### Problems to solve:
A - Answer these questions using the review of The Brief Wondrous Life of Oscar Wao:
(i) Who does the review name as the keeper of Oscar's tale?
(ii) What was Oscar's great-grandfather arrested over?
(iii) Which two awards does the review name among those the novel won?
B - Transcribe the passage of the review of The Brief Wondrous Life of Oscar Wao starting at "In fact, it's" and ending at "inheritance to love.".

### Selected passage:

Thursday June 21

Ghetto Nerd Rising: Junot Diaz’s The Brief Wondrous Life of Oscar Wao

Read this book and you'll quickly realize: Junot Diaz's The Brief Wondrous Life of Oscar Wao is more than a novel. It is an oral tradition, an epic mythology.

Oscar de Leon is an overweight ghetto nerd, growing up in urban New Jersey. Constantly taunted about his weight, his love of sci-fi, and his writing, he's a walking joke. Especially with girls. Barring early childhood success, Oscar has never even had a girlfriend, a fact that questions not only his manhood, but also his "Dominican-ness." So we follow him as he searches for love -- guided by our scribe, the keeper of Oscar's tale, Yunior -- through Oscar's high school years, college years, and young adulthood, from the United States to the Dominican Republic, flanked by his mother and tough-yet-supportive sister, Lola. You see, it's their story too.

In fact, it's the entire family's story, going back to the island and Oscar's great-grandparents (the respected doctor and nurse), going back to the era of Trujillo, the DR's murderous dictator, and the ancient curse he's said to have served, or had serve him: the fukú. The fukú has haunted Oscar's family for generations -- ever since his great-grandfather was arrested over a joke -- and torments them still today.

In the end, though, we return to our hero, Oscar de Leon, the ghetto nerd himself, as he tries to simultaneously live up to (as a Dominican man) and get away from (as a member of a cursed family) his genetic inheritance to love.

Junot Diaz, through Yunior, writes in a fresh urban-literary voice. It's a voice both foreign and familiar, warm and humorous, even while providing info-packed encyclopedic footnotes. It's this kind of contradiction, this balancing act, which makes The Brief Wondrous Life of Oscar Wao incredibly readable and enjoyable yet brimming with honesty and emotion; which makes it ancient mythos yet entirely modern, sweeping yet intimate; which makes it, for Yunior and all the characters, both fukú and zafa (the fukú redress).

The long-awaited follow-up to Drown (Diaz's short story collection), The Brief Wondrous Life of Oscar Wao was published to critical acclaim. It won numerous awards, including both the Pulitzer Prize and the National Book Critics Circle Award, and quickly jumped onto reading lists everywhere. His new book, This is How You Lose Her, is due out in September.

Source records
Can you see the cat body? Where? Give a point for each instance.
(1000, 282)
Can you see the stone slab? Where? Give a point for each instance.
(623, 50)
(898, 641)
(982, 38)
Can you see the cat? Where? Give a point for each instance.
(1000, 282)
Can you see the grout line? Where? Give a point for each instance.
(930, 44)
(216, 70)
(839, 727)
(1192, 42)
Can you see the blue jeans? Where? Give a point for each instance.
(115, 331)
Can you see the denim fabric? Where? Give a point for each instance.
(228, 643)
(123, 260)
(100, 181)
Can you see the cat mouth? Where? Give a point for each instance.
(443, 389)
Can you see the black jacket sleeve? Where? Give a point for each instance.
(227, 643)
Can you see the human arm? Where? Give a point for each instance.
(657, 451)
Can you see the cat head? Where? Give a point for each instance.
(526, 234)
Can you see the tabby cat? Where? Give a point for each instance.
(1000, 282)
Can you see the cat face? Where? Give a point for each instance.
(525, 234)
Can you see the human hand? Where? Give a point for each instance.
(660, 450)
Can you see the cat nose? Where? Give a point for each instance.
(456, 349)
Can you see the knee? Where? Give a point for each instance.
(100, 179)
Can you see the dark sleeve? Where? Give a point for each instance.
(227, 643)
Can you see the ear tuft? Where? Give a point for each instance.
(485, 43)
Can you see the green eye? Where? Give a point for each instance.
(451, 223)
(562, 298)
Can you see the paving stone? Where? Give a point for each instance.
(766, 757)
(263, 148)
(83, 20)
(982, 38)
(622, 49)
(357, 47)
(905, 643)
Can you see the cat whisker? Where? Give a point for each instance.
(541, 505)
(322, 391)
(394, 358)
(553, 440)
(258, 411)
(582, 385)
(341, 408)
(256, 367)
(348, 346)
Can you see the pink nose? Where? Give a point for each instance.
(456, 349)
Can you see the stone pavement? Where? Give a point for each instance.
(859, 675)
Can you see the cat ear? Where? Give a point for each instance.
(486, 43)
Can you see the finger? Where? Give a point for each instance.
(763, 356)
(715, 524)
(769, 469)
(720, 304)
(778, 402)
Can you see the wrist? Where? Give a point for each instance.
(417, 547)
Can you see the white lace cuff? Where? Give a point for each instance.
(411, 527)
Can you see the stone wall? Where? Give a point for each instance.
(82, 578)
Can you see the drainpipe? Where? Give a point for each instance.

### Task answers:
A -
(i) Yunior
(ii) A joke
(iii) The Pulitzer Prize and the National Book Critics Circle Award

B -
In fact, it's the entire family's story, going back to the island and Oscar's great-grandparents (the respected doctor and nurse), going back to the era of Trujillo, the DR's murderous dictator, and the ancient curse he's said to have served, or had serve him: the fukú. The fukú has haunted Oscar's family for generations -- ever since his great-grandfather was arrested over a joke -- and torments them still today.

In the end, though, we return to our hero, Oscar de Leon, the ghetto nerd himself, as he tries to simultaneously live up to (as a Dominican man) and get away from (as a member of a cursed family) his genetic inheritance to love.